Work instructions = Give the lines below again exactly, starting with the line that holds "For every <instance>, derive" and going on through the line that holds "positive clicks: (234, 247)".

Exercise materials =
—————

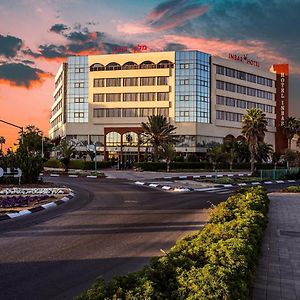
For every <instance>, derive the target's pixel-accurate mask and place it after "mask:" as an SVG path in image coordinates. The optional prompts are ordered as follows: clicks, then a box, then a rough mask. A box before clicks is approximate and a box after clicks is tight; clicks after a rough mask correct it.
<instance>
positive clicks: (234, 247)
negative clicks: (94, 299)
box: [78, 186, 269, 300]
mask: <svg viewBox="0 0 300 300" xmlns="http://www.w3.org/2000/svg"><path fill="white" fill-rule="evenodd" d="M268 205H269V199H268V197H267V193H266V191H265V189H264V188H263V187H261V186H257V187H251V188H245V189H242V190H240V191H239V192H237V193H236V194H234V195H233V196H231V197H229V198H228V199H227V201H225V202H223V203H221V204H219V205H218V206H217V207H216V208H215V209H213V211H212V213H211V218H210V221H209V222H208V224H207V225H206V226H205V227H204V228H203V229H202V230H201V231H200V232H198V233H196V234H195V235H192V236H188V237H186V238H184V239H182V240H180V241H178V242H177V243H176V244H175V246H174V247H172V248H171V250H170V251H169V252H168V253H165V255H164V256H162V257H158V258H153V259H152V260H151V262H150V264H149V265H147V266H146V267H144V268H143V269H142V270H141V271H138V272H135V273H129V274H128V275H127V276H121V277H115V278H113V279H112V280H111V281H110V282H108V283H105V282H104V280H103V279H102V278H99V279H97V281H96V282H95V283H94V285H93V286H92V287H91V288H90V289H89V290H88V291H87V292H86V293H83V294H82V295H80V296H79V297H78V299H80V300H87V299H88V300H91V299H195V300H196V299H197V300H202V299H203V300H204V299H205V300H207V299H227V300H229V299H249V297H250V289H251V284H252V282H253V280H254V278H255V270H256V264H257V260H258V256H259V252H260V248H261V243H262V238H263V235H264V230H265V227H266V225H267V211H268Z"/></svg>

—————

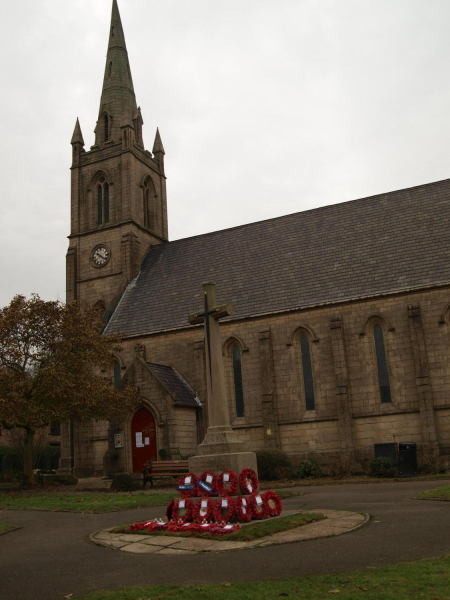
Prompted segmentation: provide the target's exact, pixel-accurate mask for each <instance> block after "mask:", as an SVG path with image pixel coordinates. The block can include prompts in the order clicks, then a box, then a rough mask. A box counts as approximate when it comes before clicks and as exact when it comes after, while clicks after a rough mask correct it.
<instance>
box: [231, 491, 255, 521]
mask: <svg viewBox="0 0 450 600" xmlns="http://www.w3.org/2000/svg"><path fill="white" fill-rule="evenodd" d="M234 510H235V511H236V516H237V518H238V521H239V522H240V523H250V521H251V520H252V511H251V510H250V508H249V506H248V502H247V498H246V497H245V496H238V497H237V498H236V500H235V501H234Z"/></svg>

—————

Answer area =
For every <instance>, derive the target's pixel-accurate mask and place it after "mask:" as an SVG path in image coordinates. The optional prompts are ordered as follows: clicks, then a box, then a rough mask. A box before clicks is approximate and a box after clicks is tight; clicks after a rough mask correct it.
<instance>
positive clicks: (234, 247)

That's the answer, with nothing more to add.